**GOALS**
**a)** List the usernames of everyone who posted in the forum thread about retrofitting Hold Assist, in the order their posts appear.
**b)** Carry the Hold Assist retrofit thread forward by writing the post that comes after the last one shown.

**SELECTION**
┄┄┄┄┄┄┄┄┄┄┄┄┄┄┄┄┄┄┄┄

# Retrofitting Hold Assist



## MarcF-TT (Jun 14, 2011)

As above, anyone know if this is possible on the TT?


----------



## elboobio (Mar 4, 2016)

Deleted


----------



## aquazi (Dec 24, 2014)

There was a thread on the mk2 forum which had the coding for this depending on the abs module you had.

Not sure if the same applies on the mk3 but its likely easily coded.

Sent from my iPhone 6s using Tapatalk


----------



## LEE_VNA (Sep 18, 2003)

Are you looking for Hill Start Assist or Hold Assist?

Hill Start Assist is standard and delays the release of the brakes after you lift your foot off the pedal, while on a gradient.

Hold assist automatically applies the brakes when at standstill and is a £90 option.

See ManuTT - http://www.ttforum.co.uk/forum/viewtopic.php?f=98&t=1086825&start=90


----------



## Waitwhat93 (Mar 28, 2016)

I thought basically the hold assist was automatic breaking when at a stop, everything else is manual if you don't have the hold assist (I.e. Apply the parking brake and it comes off automatically when the clutch is at biting point).

The way you've described it Lee, the hill assist is automatic and fitted as standard?

┄┄┄┄┄┄┄┄┄┄┄┄┄┄┄┄┄┄┄┄

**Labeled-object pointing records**
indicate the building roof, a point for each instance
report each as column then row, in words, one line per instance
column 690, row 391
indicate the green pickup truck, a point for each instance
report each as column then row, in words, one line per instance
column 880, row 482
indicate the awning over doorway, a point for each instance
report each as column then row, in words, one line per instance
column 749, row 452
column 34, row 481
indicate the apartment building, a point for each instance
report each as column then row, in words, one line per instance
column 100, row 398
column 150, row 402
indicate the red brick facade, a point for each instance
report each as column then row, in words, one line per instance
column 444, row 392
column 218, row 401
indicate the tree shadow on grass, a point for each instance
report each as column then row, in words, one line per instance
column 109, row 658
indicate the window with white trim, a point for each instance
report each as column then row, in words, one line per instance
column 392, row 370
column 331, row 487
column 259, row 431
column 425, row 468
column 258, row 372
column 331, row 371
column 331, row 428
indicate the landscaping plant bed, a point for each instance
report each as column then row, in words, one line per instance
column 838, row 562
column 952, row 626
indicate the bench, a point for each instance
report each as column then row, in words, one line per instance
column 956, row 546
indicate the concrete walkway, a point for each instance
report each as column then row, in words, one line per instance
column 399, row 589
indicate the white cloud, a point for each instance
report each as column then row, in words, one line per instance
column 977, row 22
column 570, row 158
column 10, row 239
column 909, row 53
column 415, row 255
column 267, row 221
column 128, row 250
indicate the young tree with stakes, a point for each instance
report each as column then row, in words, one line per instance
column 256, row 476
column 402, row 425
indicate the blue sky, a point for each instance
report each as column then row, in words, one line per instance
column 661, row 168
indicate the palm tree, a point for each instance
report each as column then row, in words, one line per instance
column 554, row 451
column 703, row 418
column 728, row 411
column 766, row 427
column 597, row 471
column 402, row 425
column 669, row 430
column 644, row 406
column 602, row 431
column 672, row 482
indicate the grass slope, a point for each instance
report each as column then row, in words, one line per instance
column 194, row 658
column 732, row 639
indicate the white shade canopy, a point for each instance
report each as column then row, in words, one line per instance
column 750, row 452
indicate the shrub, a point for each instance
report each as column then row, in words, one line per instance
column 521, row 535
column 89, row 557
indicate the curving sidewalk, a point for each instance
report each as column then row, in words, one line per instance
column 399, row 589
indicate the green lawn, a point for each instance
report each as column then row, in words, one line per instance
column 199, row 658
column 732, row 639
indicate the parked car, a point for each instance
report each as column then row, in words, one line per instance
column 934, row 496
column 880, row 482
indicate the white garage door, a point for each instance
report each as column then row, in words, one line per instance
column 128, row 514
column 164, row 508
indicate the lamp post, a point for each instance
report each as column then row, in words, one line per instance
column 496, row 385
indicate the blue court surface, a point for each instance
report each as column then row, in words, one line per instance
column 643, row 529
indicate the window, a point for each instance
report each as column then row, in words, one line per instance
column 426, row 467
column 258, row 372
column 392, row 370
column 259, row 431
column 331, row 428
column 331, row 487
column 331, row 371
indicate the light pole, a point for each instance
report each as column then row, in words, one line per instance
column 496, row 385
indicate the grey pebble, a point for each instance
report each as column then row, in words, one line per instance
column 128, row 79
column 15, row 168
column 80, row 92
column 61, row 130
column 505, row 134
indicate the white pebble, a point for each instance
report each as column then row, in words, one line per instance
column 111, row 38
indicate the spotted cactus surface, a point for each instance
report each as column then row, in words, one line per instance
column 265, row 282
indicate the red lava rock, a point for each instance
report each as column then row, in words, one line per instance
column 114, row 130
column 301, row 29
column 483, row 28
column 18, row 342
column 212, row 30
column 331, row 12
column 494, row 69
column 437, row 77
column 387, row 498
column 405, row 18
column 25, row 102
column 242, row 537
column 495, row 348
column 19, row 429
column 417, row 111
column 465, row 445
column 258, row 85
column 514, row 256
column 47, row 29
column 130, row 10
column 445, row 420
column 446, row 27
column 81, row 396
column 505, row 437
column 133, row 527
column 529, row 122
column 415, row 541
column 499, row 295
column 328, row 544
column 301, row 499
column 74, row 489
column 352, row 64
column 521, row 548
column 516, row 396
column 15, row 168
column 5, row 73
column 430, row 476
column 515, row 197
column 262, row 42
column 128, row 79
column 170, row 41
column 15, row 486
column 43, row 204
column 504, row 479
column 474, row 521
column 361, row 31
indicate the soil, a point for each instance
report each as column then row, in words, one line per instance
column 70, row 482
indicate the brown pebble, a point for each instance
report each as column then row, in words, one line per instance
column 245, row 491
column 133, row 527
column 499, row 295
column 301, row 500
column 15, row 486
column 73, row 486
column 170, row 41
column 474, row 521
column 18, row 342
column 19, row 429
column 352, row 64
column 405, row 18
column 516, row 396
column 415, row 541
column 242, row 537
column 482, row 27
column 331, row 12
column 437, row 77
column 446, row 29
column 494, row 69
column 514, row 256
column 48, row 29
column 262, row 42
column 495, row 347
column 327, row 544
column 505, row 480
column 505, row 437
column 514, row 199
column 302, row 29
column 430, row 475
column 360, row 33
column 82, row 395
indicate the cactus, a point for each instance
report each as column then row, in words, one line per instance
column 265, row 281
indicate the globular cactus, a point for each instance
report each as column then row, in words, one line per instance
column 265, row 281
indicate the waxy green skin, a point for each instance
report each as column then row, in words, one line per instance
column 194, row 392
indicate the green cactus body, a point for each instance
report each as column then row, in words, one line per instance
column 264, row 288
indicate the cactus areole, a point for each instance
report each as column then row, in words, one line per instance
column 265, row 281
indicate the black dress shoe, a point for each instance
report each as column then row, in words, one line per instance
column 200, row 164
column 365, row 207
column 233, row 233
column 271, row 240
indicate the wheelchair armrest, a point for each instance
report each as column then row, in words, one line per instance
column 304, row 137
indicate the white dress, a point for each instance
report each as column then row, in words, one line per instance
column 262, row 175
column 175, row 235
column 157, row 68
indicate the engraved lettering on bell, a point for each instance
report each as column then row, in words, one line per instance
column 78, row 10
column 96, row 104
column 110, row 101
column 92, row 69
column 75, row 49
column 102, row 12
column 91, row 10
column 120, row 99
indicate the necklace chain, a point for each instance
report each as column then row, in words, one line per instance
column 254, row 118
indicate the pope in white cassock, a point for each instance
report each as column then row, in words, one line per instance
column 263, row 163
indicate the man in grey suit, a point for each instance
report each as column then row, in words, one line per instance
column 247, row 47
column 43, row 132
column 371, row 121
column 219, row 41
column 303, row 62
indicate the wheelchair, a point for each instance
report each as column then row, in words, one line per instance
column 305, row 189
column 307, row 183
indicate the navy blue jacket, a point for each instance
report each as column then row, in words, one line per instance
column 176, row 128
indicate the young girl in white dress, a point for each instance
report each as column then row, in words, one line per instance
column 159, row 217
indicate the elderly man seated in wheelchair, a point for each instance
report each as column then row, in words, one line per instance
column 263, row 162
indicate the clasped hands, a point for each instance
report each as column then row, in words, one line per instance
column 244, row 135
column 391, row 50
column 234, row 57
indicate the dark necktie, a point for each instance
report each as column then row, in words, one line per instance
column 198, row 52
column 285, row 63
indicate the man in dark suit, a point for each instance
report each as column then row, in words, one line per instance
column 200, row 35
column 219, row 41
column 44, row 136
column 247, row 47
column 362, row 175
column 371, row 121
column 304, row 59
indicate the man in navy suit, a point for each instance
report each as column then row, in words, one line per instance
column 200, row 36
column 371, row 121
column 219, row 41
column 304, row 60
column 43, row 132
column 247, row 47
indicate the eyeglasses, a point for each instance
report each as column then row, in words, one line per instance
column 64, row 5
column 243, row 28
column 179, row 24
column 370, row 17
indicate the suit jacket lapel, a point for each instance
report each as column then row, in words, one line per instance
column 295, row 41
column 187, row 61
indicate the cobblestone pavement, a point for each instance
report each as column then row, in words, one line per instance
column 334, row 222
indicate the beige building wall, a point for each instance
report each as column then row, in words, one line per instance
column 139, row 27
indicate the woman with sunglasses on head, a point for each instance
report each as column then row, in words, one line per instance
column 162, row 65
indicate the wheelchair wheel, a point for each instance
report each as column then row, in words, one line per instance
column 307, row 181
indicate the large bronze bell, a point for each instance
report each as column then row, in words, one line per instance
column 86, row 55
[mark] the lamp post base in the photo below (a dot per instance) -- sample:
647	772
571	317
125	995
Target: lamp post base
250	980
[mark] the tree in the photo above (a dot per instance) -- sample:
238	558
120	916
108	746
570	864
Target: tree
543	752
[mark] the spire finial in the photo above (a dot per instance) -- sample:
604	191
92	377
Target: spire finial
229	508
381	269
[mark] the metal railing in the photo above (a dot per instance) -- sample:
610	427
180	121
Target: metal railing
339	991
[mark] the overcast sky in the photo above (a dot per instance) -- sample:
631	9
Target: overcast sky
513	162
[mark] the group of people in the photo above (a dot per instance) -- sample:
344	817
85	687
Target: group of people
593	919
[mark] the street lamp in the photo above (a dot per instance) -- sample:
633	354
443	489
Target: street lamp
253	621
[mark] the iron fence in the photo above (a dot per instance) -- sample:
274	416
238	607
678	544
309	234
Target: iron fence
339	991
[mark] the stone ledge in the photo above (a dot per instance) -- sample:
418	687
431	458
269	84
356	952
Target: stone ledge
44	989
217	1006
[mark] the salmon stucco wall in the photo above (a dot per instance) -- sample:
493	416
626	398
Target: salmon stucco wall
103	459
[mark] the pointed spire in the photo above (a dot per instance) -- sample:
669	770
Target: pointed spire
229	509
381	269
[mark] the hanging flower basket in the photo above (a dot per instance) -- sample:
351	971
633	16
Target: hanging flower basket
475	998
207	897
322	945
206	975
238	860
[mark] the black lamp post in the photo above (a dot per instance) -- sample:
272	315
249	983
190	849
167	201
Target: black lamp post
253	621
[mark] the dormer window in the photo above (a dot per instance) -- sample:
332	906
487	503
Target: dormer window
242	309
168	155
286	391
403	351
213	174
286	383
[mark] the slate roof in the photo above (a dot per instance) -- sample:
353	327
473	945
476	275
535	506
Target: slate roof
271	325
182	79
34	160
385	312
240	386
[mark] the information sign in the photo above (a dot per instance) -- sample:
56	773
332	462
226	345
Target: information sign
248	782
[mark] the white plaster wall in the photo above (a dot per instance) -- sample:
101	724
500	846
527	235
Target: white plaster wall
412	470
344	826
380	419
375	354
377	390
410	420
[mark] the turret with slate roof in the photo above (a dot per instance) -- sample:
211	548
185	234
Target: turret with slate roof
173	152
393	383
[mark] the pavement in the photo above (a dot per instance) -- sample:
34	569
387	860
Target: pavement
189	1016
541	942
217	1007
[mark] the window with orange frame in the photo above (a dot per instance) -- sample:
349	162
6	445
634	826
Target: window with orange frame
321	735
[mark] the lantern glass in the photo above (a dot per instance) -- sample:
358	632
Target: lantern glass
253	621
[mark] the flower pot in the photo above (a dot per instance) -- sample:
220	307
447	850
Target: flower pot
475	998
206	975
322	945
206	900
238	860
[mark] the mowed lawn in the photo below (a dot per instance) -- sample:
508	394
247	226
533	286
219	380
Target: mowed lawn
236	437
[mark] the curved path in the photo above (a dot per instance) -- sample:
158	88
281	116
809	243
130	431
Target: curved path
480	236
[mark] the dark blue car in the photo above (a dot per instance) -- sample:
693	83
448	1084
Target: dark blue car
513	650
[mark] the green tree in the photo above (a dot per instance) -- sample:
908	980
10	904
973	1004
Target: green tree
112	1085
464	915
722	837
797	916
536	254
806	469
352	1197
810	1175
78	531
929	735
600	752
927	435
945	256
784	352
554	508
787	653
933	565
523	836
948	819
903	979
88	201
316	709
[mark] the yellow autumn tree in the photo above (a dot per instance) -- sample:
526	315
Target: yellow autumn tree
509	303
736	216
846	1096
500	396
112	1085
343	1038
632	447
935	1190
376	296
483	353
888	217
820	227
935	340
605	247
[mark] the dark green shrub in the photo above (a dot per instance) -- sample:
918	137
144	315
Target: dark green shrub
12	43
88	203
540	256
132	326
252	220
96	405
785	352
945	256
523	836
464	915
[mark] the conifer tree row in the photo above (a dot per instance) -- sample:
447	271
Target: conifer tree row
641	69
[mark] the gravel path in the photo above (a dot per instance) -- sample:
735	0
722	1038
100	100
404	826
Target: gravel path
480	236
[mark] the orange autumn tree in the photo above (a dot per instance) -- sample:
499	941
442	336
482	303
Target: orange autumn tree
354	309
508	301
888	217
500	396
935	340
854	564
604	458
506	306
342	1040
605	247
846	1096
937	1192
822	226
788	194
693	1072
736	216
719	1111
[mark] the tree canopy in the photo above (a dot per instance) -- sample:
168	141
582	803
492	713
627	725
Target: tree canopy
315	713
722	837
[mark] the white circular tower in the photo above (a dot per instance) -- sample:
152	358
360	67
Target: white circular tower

┄┄┄┄┄┄┄┄┄┄┄┄┄┄┄┄┄┄┄┄

**TASK ANSWERS**
**a)** MarcF-TT, elboobio, aquazi, LEE_VNA, Waitwhat93

**b)**
----------



## MarcF-TT (Jun 14, 2011)

I'm meaning to get the full Hill Hold £90 option retrofitted. Wonder if it works with coding only? Otherwise hoping a dealer could order and fit the parts. I'm not up to taking panels off the car!


----------



## LEE_VNA (Sep 18, 2003)

Waitwhat93 said:


> I thought basically the hold assist was automatic breaking when at a stop, everything else is manual if you don't have the hold assist (I.e. Apply the parking brake and it comes off automatically when the clutch is at biting point).
> 
> The way you've described it Lee, the hill assist is automatic and fitted as standard?


Hill start assist is simply a delay of 2 seconds for the brakes to release, when you lift your foot off the pedal. This only occurs when you have stopped on a sufficient incline, but should be standard on all models.

Hold assist requires an additional button (A) to be fitted to the centre console, behind the Electronic Parking Brake switch.


----------



## Waitwhat93 (Mar 28, 2016)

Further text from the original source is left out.